**Problems and tasks**
A. According to the article on the freelance EU interpreters' protests, how many interpreters took part in the first protest on 3 June?
B. Extend the article on the freelance EU interpreters' protests with the next few paragraphs, starting after its final sentence.

**Text excerpt**
With no practical solution on the horizon, freelance interpreters in the European institutions, stranded in the wake of the COVID-19 pandemic, are continuing protests in the hope of improving their status. EURACTIV Bulgaria keeps following the story as it unfolds.
The pandemic’s economic impact has been devastating for 1,200 interpreters. Many of them are left with no financial support and the European Commission has not been able to offer a working mechanism to put the issue to rest.
European institutions have declared that social dialogue is ongoing. The interpreters’ negotiating delegation, however, disagrees.
On Wednesday (10 June), 48 freelance interpreters (known as ACIs – conference interpreting agents) protested at Rond Point Schuman in the heart of the European institutions.
The number of protestors was intentionally symbolic. The first protest on 3 June was attended by 24 interpreters holding posters with the word ‘solidarity’ written in each of the 24 official languages of the EU. Now the protestors were 48, twice as many.
As part of the EU institutions, around 1,200 ACIs pay their taxes to the EU. However, being part of the EU structure makes them ineligible for national support schemes or social security coverage in case of unemployment.
In an interview on 4 June, Nicolas Schmit, Commissioner for jobs and social rights, repeated that “No one will be left behind” and declared that the European Commission is taking action. Schmit did not go into details, but pointed out:
“It is obvious that the Commission, which tries to defend the interest of all workers, needs to take fully into account the situation of those who work for the Commission. There is a dialogue with the association of interpreters, so we are on the right track to find solutions for this important category of workers”.
However, representatives of the ACIs say they do not see any ongoing social dialogue with the institutions.

**Data extract**
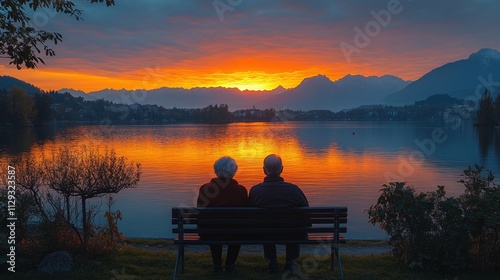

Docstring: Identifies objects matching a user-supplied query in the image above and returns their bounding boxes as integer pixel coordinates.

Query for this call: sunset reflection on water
[0,122,488,239]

**Responses by task**
A. 24 interpreters.

B.
At the third and final round of discussion held on 26 May, the services of the European Commission and the European Parliament made their first and final offer.
The proposed “mitigation measure” consists of a package of deferred contracts to the amount of €1,300. This is an advance payment, which should be redeemed before the end of the year and corresponds to three of four days of work.
The offer was submitted without prior negotiations with the delegation. The proposal will be presented individually to each employee and not to the negotiating delegation as a whole.
This approach by the institutions could hardly be called “social dialogue”, commented one interpreter, who did not want to be named.
More than 400 language experts have expressed their dissatisfaction with the offer and called it ‘humiliating’.
The European institutions are the main employer of freelance translators and have provided permanent employment for them for the last 10 years.
Another piece of the puzzle is the fact that the EU institutions encourage the freelance language experts to relocate from their home country of residence to Belgium by providing long-term contracts only to those who are in Brussels. The goal is to reduce travel costs.
“The bad example of leaving the self-employed without proper help can have severe consequences for the European institutions. These people are freelancers so that the administration does not grow. Without interpreters, national languages will suffer. It is unacceptable to save money on them now,” tweeted Ivailo Kalfin, former MEP and former Bulgarian Labour and Social Policy Minister.
One freelance interpreter told EURACTIV Bulgaria that “the European institutions are public and not a private employer and have a social responsibility”. She acknowledged that the trust between the ACIs and their employer was broken.
Remote interpretation systems
European institutions made their last official comment on the subject during a press briefing on 8 June.
A Commission spokesman said then that the Commission was aware of the impact of the COVID-19 pandemic on freelance interpreters and the problem of the meetings being cancelled. The spokesman said that every effort was being made to restore the usual workload of translators by installing new remote interpretation systems.
According to representatives of the interpreters, however, these systems suffer from a number of technical problems and are far from being an efficient solution.